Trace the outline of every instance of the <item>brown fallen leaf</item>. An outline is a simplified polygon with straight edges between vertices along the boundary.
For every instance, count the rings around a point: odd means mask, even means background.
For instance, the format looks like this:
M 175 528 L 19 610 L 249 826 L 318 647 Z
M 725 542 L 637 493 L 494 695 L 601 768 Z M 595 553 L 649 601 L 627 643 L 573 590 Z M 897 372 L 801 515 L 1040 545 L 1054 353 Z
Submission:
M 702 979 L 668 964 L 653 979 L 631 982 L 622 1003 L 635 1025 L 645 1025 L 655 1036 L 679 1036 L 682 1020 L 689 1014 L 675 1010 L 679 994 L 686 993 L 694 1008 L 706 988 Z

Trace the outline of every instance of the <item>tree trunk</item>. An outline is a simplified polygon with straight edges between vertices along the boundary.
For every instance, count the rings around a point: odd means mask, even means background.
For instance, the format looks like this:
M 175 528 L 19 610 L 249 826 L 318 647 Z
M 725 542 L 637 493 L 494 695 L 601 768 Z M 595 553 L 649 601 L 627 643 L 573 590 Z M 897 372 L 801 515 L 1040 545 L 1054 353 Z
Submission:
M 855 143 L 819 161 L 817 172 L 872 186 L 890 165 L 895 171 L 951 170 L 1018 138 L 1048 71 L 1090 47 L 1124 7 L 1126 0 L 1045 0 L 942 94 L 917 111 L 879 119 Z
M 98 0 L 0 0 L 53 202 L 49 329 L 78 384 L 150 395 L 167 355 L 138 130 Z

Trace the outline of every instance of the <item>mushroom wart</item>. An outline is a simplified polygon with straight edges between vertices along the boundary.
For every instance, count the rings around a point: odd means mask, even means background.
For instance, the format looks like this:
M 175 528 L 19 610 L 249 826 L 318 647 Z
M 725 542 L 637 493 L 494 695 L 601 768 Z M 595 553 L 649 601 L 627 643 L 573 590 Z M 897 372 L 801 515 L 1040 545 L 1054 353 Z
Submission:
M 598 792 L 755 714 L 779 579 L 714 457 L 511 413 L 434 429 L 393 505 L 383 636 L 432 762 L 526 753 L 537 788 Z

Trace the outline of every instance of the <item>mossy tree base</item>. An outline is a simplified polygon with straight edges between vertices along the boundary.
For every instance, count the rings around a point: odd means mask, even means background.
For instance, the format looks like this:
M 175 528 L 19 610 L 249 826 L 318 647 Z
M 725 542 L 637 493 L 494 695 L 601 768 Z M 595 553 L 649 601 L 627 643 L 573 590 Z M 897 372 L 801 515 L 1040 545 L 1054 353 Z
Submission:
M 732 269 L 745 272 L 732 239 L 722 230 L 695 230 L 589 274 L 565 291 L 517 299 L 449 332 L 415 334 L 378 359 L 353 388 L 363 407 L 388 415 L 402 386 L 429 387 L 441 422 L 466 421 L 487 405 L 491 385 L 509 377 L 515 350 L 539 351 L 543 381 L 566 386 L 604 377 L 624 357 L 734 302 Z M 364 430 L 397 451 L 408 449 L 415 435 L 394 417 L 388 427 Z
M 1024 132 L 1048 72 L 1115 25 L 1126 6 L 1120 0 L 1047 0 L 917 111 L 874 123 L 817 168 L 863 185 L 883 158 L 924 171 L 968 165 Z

___

Rewrite all of the data above, substituting "contour" for every occurrence of "outline" and leaving everything else unchanged.

REPLY>
Trace the contour of every instance of the <item>brown fallen leaf</item>. An contour is a simplified polygon with straight edges between vertices along the boundary.
For every instance, count the rings around a point: odd means mask, even means background.
For instance, the format looks like this:
M 175 528 L 19 610 L 249 826 L 318 647 Z
M 725 542 L 637 493 L 494 695 L 601 768 Z M 595 553 L 649 601 L 627 643 L 573 590 Z M 897 372 L 801 515 L 1040 545 L 1054 353 Z
Submission:
M 702 979 L 668 964 L 653 979 L 631 982 L 622 1003 L 635 1025 L 645 1025 L 655 1036 L 679 1036 L 682 1020 L 689 1014 L 675 1010 L 679 994 L 686 993 L 694 1008 L 706 988 Z

Trace the contour of every instance of the <item>tree trunk</item>. An contour is a simplified polygon with straight edges between vertices along the boundary.
For every instance, count the rings around a point: odd means mask, even means background.
For instance, the format looks like this:
M 175 528 L 19 610 L 249 826 L 318 647 Z
M 725 542 L 637 493 L 494 695 L 601 768 Z M 595 553 L 649 601 L 627 643 L 573 590 Z M 897 372 L 801 515 L 1040 545 L 1054 353 Z
Submission:
M 855 143 L 819 161 L 817 172 L 872 186 L 890 165 L 895 171 L 951 170 L 1018 138 L 1048 71 L 1090 47 L 1124 7 L 1126 0 L 1045 0 L 942 94 L 917 111 L 879 119 Z
M 98 0 L 0 0 L 53 202 L 49 329 L 78 384 L 150 395 L 167 355 L 138 130 Z

Trace the contour of every instance of the <item>mushroom wart</item>. An contour is a simplified polygon with straight edges between vertices along the boundary.
For every instance, count the rings around a point: odd means mask, even means background.
For instance, the format looks like this:
M 175 528 L 19 610 L 249 826 L 318 647 Z
M 725 542 L 637 493 L 494 695 L 601 768 Z M 595 553 L 649 601 L 627 643 L 573 590 Z M 897 372 L 801 515 L 1040 545 L 1054 353 Z
Submission:
M 598 792 L 755 714 L 779 579 L 714 457 L 511 413 L 434 429 L 393 505 L 383 636 L 432 762 L 526 753 L 537 788 Z

Trace the contour of every instance of the <item>mossy tree base</item>. An contour is a simplified polygon with straight edges between vertices along the boundary.
For every instance, count the rings around a point: odd means mask, even means background.
For instance, the format looks like this:
M 175 528 L 19 610 L 249 826 L 318 647 Z
M 725 542 L 637 493 L 494 695 L 601 768 Z M 595 553 L 649 601 L 627 643 L 573 590 Z M 897 372 L 801 515 L 1040 545 L 1054 353 Z
Submission:
M 732 269 L 745 272 L 732 239 L 722 230 L 695 230 L 589 274 L 565 291 L 517 299 L 449 332 L 415 334 L 378 359 L 353 388 L 363 407 L 388 415 L 402 386 L 429 387 L 441 422 L 466 421 L 487 405 L 491 385 L 509 377 L 515 350 L 539 351 L 543 381 L 566 386 L 604 377 L 624 357 L 734 302 Z M 364 430 L 397 451 L 408 449 L 415 435 L 394 417 L 388 427 Z
M 1024 132 L 1048 72 L 1115 25 L 1126 6 L 1120 0 L 1047 0 L 917 111 L 874 123 L 817 168 L 863 185 L 883 158 L 924 171 L 968 165 Z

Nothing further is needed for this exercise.